Task statement:
Reproduce the first line of the entries that follow and each later line, word for word, ending with the one containing "point: black storage".
++++++++
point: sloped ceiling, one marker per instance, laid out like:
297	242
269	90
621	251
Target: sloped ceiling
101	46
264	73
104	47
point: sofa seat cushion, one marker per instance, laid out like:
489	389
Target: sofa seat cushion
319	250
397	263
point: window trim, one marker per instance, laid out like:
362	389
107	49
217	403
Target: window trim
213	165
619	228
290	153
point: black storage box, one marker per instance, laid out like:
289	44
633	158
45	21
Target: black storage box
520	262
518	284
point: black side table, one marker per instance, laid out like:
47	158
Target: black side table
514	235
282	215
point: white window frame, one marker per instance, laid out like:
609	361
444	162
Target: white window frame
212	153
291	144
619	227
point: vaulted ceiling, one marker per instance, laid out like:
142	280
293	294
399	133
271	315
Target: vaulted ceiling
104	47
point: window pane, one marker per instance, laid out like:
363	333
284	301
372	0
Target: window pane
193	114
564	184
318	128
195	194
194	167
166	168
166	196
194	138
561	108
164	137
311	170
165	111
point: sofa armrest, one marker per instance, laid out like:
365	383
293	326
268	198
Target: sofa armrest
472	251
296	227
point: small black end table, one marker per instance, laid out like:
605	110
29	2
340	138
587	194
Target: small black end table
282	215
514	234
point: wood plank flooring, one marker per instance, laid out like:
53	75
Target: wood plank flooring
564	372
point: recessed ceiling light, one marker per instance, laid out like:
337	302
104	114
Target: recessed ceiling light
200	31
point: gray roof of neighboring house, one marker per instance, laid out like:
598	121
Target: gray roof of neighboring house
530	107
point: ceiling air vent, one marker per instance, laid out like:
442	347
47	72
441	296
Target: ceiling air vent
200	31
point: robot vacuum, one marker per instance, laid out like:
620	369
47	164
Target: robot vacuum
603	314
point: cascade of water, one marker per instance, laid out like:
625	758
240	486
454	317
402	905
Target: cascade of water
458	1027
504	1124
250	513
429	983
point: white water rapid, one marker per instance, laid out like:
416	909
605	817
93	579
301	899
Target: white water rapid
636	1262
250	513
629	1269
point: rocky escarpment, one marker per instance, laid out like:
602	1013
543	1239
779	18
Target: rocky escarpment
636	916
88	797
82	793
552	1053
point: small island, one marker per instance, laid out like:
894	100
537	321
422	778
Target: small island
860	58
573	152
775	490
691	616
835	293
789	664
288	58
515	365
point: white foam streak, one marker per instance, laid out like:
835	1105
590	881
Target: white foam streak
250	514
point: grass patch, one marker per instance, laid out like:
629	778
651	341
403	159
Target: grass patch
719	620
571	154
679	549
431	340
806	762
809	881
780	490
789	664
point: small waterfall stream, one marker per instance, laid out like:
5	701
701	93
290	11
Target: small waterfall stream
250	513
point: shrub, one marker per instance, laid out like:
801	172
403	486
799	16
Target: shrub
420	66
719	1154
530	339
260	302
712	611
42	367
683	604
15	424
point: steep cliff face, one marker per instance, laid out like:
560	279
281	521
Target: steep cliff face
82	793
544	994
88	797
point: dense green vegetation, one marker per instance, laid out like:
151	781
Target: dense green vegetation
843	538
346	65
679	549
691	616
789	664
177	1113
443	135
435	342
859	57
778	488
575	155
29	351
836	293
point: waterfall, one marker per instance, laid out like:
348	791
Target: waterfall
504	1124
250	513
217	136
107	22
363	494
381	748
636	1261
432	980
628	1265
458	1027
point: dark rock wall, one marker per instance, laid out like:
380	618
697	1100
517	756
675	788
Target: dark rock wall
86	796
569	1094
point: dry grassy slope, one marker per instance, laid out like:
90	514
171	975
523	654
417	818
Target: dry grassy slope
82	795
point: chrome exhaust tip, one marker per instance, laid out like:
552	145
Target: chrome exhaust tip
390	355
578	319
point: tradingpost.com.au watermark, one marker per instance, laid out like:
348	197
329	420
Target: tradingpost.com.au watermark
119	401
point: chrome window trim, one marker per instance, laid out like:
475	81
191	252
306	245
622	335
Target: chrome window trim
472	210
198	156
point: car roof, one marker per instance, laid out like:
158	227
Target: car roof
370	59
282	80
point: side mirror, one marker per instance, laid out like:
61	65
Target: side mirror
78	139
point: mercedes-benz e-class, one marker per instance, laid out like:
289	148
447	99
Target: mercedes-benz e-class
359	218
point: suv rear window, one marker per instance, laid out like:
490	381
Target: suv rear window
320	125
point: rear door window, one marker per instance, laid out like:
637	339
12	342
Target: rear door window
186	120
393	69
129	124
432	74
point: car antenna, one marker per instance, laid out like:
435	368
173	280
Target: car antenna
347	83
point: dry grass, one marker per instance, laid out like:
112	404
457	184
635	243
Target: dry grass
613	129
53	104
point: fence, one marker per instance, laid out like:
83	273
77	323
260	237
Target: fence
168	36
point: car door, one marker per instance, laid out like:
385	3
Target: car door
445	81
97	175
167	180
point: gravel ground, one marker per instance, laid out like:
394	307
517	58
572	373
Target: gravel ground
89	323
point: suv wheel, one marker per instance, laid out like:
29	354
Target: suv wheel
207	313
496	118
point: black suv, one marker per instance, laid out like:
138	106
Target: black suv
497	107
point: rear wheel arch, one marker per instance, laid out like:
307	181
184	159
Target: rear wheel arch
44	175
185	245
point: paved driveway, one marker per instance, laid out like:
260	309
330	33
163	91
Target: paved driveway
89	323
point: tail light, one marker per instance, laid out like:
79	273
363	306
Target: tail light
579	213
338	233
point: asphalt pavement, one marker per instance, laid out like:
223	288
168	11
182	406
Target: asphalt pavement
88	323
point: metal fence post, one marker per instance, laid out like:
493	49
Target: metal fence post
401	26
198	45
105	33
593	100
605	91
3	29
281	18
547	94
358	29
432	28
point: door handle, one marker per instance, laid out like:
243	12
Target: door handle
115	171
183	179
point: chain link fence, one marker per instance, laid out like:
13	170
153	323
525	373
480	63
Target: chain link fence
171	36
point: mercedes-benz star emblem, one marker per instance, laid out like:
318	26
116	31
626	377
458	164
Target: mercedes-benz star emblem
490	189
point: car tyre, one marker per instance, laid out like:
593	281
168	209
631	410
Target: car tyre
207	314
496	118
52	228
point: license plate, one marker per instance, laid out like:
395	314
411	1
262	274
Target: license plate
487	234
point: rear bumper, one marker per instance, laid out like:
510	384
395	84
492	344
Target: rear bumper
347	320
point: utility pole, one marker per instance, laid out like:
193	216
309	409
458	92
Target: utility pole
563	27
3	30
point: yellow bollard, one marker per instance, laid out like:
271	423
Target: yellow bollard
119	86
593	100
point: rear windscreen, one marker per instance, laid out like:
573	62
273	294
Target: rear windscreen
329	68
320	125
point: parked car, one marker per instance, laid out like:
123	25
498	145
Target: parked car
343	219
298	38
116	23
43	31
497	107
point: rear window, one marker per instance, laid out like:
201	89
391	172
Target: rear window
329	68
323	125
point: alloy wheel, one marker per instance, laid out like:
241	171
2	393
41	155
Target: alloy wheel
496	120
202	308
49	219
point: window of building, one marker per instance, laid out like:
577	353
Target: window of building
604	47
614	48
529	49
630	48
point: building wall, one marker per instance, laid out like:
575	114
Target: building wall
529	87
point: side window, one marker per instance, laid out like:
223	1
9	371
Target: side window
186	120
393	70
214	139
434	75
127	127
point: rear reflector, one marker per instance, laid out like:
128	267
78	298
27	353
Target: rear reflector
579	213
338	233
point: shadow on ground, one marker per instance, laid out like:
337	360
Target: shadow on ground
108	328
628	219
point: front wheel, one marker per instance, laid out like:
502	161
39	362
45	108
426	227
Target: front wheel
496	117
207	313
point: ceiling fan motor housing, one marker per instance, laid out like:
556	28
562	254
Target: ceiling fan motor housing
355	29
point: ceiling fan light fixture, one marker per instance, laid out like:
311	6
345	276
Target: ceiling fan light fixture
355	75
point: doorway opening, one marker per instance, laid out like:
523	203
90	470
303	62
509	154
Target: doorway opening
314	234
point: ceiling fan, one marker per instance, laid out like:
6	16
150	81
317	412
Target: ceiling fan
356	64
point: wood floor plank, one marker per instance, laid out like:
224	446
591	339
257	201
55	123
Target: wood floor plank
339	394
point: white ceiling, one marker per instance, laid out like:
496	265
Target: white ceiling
++++++++
Result for this task:
point: sloped ceiling, one marker per instance, laid out like:
297	242
269	90
621	251
Target: sloped ceiling
101	46
264	73
104	47
point: sofa seat cushion, one marker per instance, laid out like:
489	389
Target: sofa seat cushion
319	250
397	263
point: window trim, one marker per instance, laid out like:
362	389
107	49
217	403
Target: window trim
213	165
619	228
290	153
point: black storage box, one marker per instance, laid out like:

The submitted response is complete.